▶ _Given problem A_
Find every line in the records that contains the word "light", and copy each of those lines in full.

▶ _Extract_
===

Cull days with no y data (all NaN)#

# remove years with no CHL data; these will be all NaN
# This includes all the early years
all_nan_y = np.isnan(data_xr["y"]).all(dim=["lon", "lat"]).compute()  
data_xr = data_xr.sel(time=(all_nan_y == False))
data_xr

<xarray.Dataset> Size: 3GB
Dimensions:    (time: 9207, lat: 149, lon: 181)
Coordinates:
  * lat        (lat) float32 596B 32.0 31.75 31.5 31.25 ... -4.5 -4.75 -5.0
  * lon        (lon) float32 724B 45.0 45.25 45.5 45.75 ... 89.5 89.75 90.0
  * time       (time) datetime64[ns] 74kB 1997-10-01 1997-10-02 ... 2022-12-31
Data variables:
    sst        (time, lat, lon) float32 993MB dask.array<chunksize=(99, 149, 181), meta=np.ndarray>
    so         (time, lat, lon) float32 993MB dask.array<chunksize=(487, 149, 181), meta=np.ndarray>
    topo       (lat, lon) float64 216kB dask.array<chunksize=(149, 181), meta=np.ndarray>
    y          (time, lat, lon) float32 993MB dask.array<chunksize=(99, 149, 181), meta=np.ndarray>
    land_mask  (lat, lon) uint8 27kB dask.array<chunksize=(149, 181), meta=np.ndarray>
Attributes: (12/92)
    Conventions:                     CF-1.8, ACDD-1.3
    DPM_reference:                   GC-UD-ACRI-PUG
    IODD_reference:                  GC-UD-ACRI-PUG
    acknowledgement:                 The Licensees will ensure that original ...
    citation:                        The Licensees will ensure that original ...
    cmems_product_id:                OCEANCOLOUR_GLO_BGC_L3_MY_009_103
    ...                              ...
    time_coverage_end:               2024-04-18T02:58:23Z
    time_coverage_resolution:        P1D
    time_coverage_start:             2024-04-16T21:12:05Z
    title:                           cmems_obs-oc_glo_bgc-plankton_my_l3-mult...

===

▶ _Data to use_
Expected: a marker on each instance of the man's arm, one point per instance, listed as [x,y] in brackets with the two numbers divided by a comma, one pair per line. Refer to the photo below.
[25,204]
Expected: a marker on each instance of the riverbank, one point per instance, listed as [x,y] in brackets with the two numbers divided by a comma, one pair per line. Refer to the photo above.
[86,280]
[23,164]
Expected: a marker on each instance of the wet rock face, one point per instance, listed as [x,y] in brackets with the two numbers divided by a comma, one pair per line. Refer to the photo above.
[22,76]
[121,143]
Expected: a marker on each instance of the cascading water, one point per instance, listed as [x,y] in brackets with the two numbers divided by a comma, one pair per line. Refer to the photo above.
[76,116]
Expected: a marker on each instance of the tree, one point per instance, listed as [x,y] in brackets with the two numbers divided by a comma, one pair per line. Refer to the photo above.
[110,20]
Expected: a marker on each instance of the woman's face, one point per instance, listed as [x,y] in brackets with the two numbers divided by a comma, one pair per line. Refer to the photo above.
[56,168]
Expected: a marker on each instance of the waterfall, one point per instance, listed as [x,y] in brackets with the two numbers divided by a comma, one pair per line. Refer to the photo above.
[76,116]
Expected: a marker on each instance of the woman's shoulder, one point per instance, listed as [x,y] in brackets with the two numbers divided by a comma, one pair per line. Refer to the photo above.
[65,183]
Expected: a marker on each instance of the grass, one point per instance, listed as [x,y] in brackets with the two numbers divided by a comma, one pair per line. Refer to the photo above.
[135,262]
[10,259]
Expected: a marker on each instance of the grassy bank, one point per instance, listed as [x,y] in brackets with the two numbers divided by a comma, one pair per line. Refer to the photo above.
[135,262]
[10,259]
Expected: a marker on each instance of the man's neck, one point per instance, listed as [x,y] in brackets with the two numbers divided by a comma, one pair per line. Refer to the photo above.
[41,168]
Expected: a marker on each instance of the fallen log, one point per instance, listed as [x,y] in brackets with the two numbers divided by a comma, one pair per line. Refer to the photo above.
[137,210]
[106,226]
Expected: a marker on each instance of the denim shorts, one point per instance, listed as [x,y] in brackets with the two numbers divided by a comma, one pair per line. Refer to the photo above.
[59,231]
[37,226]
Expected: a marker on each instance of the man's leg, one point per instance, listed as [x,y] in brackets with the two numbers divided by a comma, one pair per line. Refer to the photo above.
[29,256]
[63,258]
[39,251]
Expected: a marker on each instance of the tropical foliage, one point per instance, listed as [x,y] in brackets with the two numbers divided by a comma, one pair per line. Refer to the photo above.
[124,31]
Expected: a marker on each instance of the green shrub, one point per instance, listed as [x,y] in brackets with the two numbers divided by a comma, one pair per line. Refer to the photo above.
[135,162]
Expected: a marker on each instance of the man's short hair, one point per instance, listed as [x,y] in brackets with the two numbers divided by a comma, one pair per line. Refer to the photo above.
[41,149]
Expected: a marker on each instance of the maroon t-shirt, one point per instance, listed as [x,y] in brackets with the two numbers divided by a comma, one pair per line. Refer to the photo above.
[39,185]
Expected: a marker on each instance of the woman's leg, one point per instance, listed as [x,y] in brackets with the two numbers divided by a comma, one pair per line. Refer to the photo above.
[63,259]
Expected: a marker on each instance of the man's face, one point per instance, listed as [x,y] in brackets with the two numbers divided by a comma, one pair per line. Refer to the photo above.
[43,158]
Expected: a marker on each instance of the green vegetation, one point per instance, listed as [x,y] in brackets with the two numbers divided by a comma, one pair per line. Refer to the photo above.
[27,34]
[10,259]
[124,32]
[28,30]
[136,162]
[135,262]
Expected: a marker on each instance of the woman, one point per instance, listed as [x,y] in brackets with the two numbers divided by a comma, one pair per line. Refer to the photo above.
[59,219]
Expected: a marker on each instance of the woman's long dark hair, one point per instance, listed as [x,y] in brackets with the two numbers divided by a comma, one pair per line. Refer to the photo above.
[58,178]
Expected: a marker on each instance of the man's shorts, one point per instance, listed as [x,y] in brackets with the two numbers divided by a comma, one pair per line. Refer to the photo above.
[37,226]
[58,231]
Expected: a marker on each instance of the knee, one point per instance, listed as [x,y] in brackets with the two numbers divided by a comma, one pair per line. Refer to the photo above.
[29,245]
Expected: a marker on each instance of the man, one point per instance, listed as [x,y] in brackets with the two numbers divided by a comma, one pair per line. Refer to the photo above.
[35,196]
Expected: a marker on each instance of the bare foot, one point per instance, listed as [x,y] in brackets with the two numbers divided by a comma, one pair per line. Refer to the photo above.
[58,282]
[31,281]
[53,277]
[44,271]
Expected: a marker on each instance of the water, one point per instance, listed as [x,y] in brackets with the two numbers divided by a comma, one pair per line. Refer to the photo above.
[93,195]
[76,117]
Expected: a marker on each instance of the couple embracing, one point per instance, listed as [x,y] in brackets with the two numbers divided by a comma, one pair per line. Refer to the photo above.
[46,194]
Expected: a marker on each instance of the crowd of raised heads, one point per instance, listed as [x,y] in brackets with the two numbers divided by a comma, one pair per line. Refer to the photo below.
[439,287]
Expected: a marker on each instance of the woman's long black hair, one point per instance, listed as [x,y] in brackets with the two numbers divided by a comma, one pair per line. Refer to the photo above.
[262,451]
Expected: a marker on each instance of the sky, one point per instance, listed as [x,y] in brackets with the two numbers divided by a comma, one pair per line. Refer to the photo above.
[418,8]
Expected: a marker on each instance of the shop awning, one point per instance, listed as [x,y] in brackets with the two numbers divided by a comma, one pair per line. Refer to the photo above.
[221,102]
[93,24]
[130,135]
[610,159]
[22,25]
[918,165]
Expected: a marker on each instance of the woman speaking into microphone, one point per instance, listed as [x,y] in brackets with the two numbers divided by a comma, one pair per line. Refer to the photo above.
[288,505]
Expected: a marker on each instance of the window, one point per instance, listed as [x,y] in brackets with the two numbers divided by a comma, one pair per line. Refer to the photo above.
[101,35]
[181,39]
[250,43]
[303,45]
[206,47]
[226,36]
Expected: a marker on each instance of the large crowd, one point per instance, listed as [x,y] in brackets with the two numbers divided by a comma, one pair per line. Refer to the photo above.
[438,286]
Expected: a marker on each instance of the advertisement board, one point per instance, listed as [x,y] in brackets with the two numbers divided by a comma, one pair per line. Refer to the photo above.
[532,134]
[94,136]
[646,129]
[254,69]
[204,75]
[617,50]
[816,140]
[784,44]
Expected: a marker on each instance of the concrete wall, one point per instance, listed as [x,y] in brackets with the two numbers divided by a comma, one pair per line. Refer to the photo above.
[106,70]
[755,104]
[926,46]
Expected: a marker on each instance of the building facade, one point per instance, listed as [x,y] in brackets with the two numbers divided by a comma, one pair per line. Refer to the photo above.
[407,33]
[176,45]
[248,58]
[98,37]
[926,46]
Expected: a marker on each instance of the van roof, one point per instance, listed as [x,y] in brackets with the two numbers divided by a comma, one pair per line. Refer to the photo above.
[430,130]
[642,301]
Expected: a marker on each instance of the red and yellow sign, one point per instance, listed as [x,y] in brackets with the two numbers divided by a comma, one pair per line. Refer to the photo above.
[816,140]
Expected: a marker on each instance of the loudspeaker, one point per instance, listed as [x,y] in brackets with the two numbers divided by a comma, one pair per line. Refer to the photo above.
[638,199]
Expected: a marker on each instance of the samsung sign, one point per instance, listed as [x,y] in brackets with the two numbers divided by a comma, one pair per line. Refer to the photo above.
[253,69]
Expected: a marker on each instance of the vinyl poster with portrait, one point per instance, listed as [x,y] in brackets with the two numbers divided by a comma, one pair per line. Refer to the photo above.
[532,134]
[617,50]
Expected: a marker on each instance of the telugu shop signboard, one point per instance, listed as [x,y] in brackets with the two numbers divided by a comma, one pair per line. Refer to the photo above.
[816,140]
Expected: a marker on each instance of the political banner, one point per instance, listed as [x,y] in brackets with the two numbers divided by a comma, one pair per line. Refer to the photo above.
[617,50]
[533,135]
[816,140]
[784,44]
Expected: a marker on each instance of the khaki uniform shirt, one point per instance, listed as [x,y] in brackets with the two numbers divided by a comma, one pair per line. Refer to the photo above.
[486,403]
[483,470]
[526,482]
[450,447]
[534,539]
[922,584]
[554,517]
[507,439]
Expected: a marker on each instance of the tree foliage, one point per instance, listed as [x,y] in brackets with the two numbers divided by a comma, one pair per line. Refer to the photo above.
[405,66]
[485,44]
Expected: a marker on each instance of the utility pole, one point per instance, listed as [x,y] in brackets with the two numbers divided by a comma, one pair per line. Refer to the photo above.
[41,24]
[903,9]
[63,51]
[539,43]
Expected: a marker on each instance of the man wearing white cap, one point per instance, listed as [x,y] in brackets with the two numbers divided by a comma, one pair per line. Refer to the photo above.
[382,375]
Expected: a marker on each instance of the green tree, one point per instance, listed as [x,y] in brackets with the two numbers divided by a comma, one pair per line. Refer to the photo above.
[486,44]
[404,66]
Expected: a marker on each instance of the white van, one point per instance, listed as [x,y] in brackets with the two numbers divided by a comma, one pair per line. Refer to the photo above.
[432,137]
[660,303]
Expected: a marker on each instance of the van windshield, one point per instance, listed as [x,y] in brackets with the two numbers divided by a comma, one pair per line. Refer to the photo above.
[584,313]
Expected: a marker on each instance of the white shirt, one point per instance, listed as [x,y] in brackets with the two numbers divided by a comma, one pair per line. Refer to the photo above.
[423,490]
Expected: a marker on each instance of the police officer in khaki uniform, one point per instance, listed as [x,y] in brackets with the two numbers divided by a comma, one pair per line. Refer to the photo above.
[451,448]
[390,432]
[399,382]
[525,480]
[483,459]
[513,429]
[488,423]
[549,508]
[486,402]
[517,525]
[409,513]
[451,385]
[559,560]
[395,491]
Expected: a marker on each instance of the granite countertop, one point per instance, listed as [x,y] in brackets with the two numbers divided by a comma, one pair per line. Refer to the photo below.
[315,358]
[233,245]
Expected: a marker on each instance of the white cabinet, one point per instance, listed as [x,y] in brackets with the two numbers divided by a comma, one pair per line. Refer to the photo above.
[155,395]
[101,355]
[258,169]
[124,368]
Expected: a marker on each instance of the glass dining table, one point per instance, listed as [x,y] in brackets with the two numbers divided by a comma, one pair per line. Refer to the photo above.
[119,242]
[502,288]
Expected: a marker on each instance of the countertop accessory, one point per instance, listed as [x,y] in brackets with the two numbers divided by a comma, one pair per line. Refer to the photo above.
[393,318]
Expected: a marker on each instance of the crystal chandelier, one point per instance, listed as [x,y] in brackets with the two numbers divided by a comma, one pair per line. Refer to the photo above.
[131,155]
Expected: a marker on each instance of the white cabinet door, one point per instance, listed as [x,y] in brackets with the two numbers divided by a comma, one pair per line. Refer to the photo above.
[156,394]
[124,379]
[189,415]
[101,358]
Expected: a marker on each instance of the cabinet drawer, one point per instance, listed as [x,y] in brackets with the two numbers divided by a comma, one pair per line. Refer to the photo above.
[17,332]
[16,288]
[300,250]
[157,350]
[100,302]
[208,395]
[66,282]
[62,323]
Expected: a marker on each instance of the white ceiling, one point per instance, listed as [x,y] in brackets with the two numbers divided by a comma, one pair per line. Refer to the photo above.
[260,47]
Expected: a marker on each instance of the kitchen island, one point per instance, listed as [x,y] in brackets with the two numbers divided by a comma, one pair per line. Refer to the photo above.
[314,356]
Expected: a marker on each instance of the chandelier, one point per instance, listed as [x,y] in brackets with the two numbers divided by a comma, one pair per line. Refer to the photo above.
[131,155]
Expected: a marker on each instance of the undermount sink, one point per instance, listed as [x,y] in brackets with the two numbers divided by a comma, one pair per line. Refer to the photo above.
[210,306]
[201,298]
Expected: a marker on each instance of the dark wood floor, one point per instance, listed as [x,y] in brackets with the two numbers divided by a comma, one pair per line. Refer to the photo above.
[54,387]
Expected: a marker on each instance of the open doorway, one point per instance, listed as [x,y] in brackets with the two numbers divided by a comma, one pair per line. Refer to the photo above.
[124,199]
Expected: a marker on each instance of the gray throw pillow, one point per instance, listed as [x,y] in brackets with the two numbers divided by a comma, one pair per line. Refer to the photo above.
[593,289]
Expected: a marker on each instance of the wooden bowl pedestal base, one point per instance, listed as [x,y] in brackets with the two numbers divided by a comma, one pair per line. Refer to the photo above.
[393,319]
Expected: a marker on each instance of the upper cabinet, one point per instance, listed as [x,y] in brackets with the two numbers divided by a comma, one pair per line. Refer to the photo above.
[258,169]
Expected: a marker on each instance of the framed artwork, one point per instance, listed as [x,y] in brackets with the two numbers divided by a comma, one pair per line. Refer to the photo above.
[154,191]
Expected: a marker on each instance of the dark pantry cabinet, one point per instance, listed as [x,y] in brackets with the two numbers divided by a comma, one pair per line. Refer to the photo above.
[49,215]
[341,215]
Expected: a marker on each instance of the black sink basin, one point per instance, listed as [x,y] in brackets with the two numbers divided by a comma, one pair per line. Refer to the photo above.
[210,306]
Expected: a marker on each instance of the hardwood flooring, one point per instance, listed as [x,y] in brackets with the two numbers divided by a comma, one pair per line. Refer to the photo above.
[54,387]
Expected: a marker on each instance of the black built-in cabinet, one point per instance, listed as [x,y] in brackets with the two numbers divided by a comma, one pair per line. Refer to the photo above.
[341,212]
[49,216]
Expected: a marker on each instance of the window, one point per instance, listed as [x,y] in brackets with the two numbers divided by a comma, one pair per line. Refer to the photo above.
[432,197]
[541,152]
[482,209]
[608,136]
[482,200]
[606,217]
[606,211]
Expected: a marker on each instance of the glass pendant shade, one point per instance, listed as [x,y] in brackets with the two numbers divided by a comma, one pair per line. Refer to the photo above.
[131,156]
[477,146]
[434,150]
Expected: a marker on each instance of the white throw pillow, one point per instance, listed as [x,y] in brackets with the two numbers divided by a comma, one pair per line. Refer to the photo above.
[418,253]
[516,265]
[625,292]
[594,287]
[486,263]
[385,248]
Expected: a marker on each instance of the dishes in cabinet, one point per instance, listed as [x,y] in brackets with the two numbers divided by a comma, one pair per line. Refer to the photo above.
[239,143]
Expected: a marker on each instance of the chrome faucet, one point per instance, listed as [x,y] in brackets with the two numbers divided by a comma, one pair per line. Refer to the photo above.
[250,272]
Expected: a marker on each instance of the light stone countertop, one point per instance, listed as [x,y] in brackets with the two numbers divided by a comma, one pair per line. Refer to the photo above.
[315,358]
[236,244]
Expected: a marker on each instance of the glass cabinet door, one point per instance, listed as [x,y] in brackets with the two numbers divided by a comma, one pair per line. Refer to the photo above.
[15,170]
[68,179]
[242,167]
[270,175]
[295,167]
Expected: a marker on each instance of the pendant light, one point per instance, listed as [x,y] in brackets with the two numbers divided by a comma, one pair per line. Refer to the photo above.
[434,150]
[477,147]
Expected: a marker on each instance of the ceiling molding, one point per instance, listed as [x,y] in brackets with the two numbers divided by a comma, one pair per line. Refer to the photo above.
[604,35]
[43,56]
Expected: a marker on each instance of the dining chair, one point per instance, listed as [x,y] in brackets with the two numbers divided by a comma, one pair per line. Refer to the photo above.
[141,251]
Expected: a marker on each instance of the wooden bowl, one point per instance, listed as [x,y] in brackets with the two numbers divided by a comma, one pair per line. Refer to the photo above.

===

▶ _Given problem B_
Please write the next part of the excerpt on culling days with no y data, starting right after its final line.

▶ _Exercise answer A_
Expected: a marker on each instance of the light stone countertop, one point per instance, listed as [x,y] in brackets with the two numbers divided by a comma, one pair per line. Refer to the photo above.
Expected: a marker on each instance of the pendant light, one point per instance, listed as [x,y] in brackets with the two numbers divided by a comma, one pair per line. Refer to the photo above.

▶ _Exercise answer B_
    westernmost_longitude:           -180.0
    westernmost_valid_longitude:     -180.0

Double-check time sorted#

data_xr = data_xr.sortby("time")

Create an ocean mask#

We want an ocean mask but we have a land (land=True) mask that includes inland lakes, which are not ocean.

# Fix the land mask to True/False; ocean = True
data_xr["land_mask"] = data_xr["land_mask"] == 0 
# Mark where SST is always missing (likely lakes)
invalid_ocean = np.isnan(data_xr["sst"]).all(dim="time") 
# Update land_mask: set to False (i.e. land/lake) where SST is always NaN
data_xr["land_mask"] = data_xr["land_mask"].where(~invalid_ocean, other=False)
# Rename our mask to ocean_mask
data_xr = data_xr.rename({"land_mask": "ocean_mask"})

# Check our land mask
data_xr["ocean_mask"].plot();

../_images/2002da5e33a8f881ceaf1ce70a6e7e1d724c0be2e721a4065f2e2e448a38321b.png

log our response#

data_xr["y"] = np.log(data_xr["y"])

Replace data over land with NaN#

Make sure any variables over land are NaN so no lake data.

for var in pred_var + ["y"]:
    var_data = data_xr[var]
    dims = var_data.dims  # Save original order
    ocean = data_xr["ocean_mask"]

    # Broadcast ocean mask to var_data shape if needed
    if ocean.dims != var_data.dims:
        ocean = ocean.broadcast_like(var_data)

    # Apply mask and restore dimension order
    filled = xr.where(ocean, var_data, np.nan)
    filled = filled.transpose(*dims)

    data_xr[var] = filled

data_xr.sizes

Frozen({'time': 9207, 'lat': 149, 'lon': 181})

Normalize numerical predictor variables?#

Normalization is critical for allowing the model to learn the spatial patterns, but need to normalize using the training data only—otherwise we cannot not do “fair” tests since we would be leaking information from the test data into the training data. The dataset we are preparing here is both for training and testing, so we will not normalize the input variables. We will do that when we prep the training data.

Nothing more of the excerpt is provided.